### Given data
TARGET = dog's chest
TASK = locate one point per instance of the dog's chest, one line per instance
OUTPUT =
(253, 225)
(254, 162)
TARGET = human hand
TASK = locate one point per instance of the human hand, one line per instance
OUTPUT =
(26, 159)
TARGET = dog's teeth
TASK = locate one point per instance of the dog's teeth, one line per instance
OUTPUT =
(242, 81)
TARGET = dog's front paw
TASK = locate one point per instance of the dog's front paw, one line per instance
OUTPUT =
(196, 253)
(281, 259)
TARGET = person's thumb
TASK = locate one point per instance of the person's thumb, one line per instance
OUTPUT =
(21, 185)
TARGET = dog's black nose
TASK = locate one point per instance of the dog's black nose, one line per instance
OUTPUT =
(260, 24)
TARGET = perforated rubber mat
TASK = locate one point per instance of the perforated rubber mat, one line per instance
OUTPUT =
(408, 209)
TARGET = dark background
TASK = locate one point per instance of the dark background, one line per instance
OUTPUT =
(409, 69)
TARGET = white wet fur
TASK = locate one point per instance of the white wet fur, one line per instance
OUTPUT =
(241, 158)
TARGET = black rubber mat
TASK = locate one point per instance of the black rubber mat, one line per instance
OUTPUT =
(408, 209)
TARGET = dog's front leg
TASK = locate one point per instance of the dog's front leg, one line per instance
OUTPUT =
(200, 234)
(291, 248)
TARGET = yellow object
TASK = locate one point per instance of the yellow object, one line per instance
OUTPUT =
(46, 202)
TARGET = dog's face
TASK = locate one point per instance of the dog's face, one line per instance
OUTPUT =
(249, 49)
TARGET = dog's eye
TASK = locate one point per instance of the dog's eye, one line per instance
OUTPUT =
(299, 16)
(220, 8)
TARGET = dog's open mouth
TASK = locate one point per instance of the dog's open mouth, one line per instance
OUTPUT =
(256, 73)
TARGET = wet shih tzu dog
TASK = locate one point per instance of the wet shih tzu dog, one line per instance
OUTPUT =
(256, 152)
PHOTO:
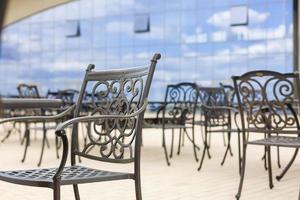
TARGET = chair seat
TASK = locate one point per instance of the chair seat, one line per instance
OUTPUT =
(283, 141)
(71, 175)
(158, 123)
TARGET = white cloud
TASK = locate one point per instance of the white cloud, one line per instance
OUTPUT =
(222, 19)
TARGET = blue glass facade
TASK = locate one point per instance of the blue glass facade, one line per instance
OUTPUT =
(195, 38)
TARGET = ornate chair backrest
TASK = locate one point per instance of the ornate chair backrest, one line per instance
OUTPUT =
(181, 102)
(230, 93)
(28, 91)
(212, 100)
(116, 92)
(266, 100)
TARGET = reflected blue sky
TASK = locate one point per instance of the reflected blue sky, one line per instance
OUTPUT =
(194, 37)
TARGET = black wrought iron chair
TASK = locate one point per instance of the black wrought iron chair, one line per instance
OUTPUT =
(270, 112)
(117, 124)
(217, 117)
(69, 97)
(177, 112)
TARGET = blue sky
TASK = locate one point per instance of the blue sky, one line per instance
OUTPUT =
(195, 38)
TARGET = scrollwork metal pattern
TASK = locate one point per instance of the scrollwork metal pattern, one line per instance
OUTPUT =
(268, 98)
(112, 139)
(212, 100)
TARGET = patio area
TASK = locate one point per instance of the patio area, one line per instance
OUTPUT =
(181, 180)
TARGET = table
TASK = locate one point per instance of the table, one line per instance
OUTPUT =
(30, 103)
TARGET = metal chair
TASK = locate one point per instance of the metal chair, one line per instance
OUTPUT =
(117, 120)
(177, 112)
(217, 117)
(270, 112)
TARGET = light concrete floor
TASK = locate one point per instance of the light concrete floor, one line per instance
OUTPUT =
(180, 181)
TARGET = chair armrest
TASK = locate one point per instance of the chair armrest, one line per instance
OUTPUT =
(221, 108)
(63, 136)
(60, 132)
(38, 118)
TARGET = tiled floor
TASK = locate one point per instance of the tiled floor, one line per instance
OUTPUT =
(180, 181)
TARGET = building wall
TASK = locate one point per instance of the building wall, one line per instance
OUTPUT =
(195, 38)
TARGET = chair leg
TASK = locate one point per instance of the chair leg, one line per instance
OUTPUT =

### Work task
Quote all the records verbatim, dropping any pictures from your copy.

### Worked solution
TARGET = dog's chest
TASK = locate one point per instance of the dog's chest, one line per instance
OUTPUT =
(253, 225)
(254, 162)
TARGET = human hand
TASK = locate one point per instance of the human hand, one line per instance
OUTPUT =
(26, 159)
TARGET = dog's teeth
TASK = locate one point per instance of the dog's teeth, one line per instance
OUTPUT =
(242, 81)
TARGET = dog's front paw
TASK = locate one point per instance of the dog's front paw, one line per instance
OUTPUT =
(196, 253)
(281, 259)
TARGET = person's thumb
TASK = locate one point per instance of the person's thumb, one line per instance
OUTPUT =
(21, 185)
TARGET = dog's black nose
TASK = locate one point per instance of the dog's black nose, one line per instance
OUTPUT =
(260, 24)
TARGET = perforated rubber mat
TASK = locate one point per instance of the perforated rubber mat, one line per instance
OUTPUT =
(408, 209)
TARGET = dark background
TASK = locate one point per instance of the dark background, one line per instance
OUTPUT =
(409, 69)
TARGET = white wet fur
TASK = locate one point per instance of the white wet fur, one line per instance
OUTPUT =
(241, 158)
TARGET = black rubber mat
TASK = locate one point per instance of the black rubber mat, one line per instance
OUTPUT =
(408, 209)
TARGET = dog's front leg
TASK = locate one point per instance of the dog's front leg, one line per instance
OUTPUT =
(200, 234)
(291, 248)
TARGET = yellow object
TASK = locate one point per instance of the yellow object, one line per instance
OUTPUT =
(46, 202)
TARGET = dog's face
TASK = locate one point per instance of the dog's face, one line per instance
OUTPUT =
(249, 49)
TARGET = dog's eye
TASK = locate one point per instance of the dog's eye, one line per instance
OUTPUT =
(299, 16)
(220, 8)
TARGET = dog's open mouth
TASK = locate one point per instance of the dog's open mouth, one line per instance
OUTPUT =
(256, 73)
TARGET = wet shih tzu dog
TASK = locate one point per instance of the wet shih tzu dog, one line per instance
OUTPUT =
(256, 152)
PHOTO:
TARGET = chair seat
TASK = locate one point per instance of the chair seat, one line per instance
OUTPUT =
(283, 141)
(71, 175)
(158, 123)
TARGET = white cloud
TASK = locate one point per instance of the white cloud, one line per instance
OUTPUT =
(222, 19)
TARGET = blue glass facade
TASK = locate one point per instance of the blue glass facade, one line per instance
OUTPUT =
(195, 38)
TARGET = ornate chair backrest
TASK = locate one point per instance of the ornate chair backrest, one line per instance
OUTPUT =
(181, 102)
(230, 93)
(28, 91)
(212, 100)
(116, 92)
(266, 100)
TARGET = reflected blue sky
TASK = locate one point per instance of the reflected blue sky, one line per instance
OUTPUT =
(194, 37)
TARGET = black wrought iron chair
TASK = locate one point per instance of the black wrought iron chair, one line per instance
OUTPUT =
(270, 112)
(117, 124)
(217, 117)
(69, 97)
(177, 112)
TARGET = blue sky
TASK = locate one point per instance of the blue sky, one line per instance
OUTPUT =
(195, 38)
TARGET = scrollwork metal pattern
TASK = locate one point per instance of the scrollwork metal pattern, one line per instance
OUTPUT =
(268, 98)
(112, 139)
(212, 100)
TARGET = patio area
TASK = locate one point per instance of the patio area, one line per instance
OUTPUT =
(181, 180)
TARGET = table
TASK = locate one point per instance of the table, one line per instance
OUTPUT =
(30, 103)
TARGET = metal chair
TASK = locate one point per instance of the metal chair, one line per instance
OUTPUT =
(117, 120)
(177, 112)
(217, 117)
(270, 112)
TARGET = light concrete floor
TASK = locate one point per instance of the light concrete floor, one line per instance
OUTPUT =
(180, 181)
TARGET = chair armrest
TASK = locate one point per instance of the chair armrest, one line per instance
OUTPUT =
(221, 108)
(63, 136)
(60, 132)
(38, 118)
TARGET = tiled floor
TASK = locate one point per instance of the tiled floor, one line per instance
OUTPUT =
(180, 181)
TARGET = building wall
TASK = locate one point per instance of the building wall, one line per instance
OUTPUT =
(195, 38)
TARGET = chair leg
TASK = locate one point per instance of the chair leg, one line per instance
OUTPUT =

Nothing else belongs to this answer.